→ **Text block**
Very few people. But one of them is former congressman Tom Tancredo (R-CO), who on the floor of the House of Representatives in 2004, starkly described the result of all this whitewashing:
“In a textbook called Across the Centuries, which is used for seventh grade history . . . the book defines the word jihad as, ‘To do one’s best to resist temptation and overcome evil.’ So now this is what children are taught the word jihad means. When this child watches a program on television and this word [jihad] is used, and it is a word used in conjunction with someone who has just blown himself or herself up, and a lot of other innocent human beings around them, this kid is supposed to think that that is what somebody is doing in order to resist temptation and overcome evil. And if we condemn jihad against the United States, then we are condemning someone who is just simply trying to overcome evil. This is what we tell our children?”[8]
FP: This is pretty bad. It can’t get worse?
Spencer: Wrong. It gets worse.

→ **Problem set**
[A] In the interview excerpt about how textbooks define jihad, which grade uses the textbook Across the Centuries for history?
[B] Continue the interview excerpt about how textbooks define jihad, picking up right after its last line.

→ **Data shown**
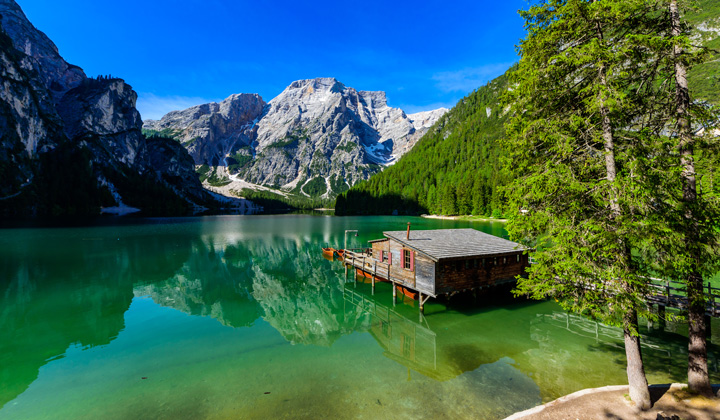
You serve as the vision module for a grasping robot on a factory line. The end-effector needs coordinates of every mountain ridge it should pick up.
[143,77,447,198]
[0,0,225,215]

→ **Responses**
[A] Seventh grade.

[B]
In light of the attempt of many textbooks to whitewash violence from Islam, it’s no surprise that the early spread of Islam is generally presented in benign or even positive terms. The History Alive! text is typical when it reports that Islam “spread” but does not explain how, implying that it all took place through peaceful missionary activity and voluntary conversion: “Although the first Muslims lived in Arabia, Islam spread through the Middle East.” Similarly, McDougal Littell’s World History: Medieval and Early Modern Times asserts that “there was much blending of cultures under Muslim rule. Over time, many peoples in Muslim-ruled territories converted to Islam. They were attracted by Islam’s message of equality and hope for salvation.” The American Textbook Council report notes that “McDougal Littell’s Teacher’s Annotated Edition reiterates this theme, telling instructors to stress that ‘many conquered people became Muslims [because] they found Islam’s message of equality and hope attractive.’”[9]
The experience of non-Muslims who were conquered and subjugated by the early jihad warriors, however, tells a very different story. The early Muslim conquests saw the warriors of jihad sweep out of Arabia and become the masters of a vast empire stretching from Spain to India within a century of Muhammad’s death. Islam “spread” through the Middle East when the indigenous populations in the conquered areas were subjugated as dhimmis: all they had to do to be free of the onerous tax burden and the other discriminatory hallmarks of dhimmitude was convert to Islam. And over time, they did so, in large numbers. One would think that the coercive nature of Islam’s dhimmi system would warrant a mention in these textbooks – particularly since it remains part of the system of Islamic law that jihadists are fighting, in various ways, to impose upon the West.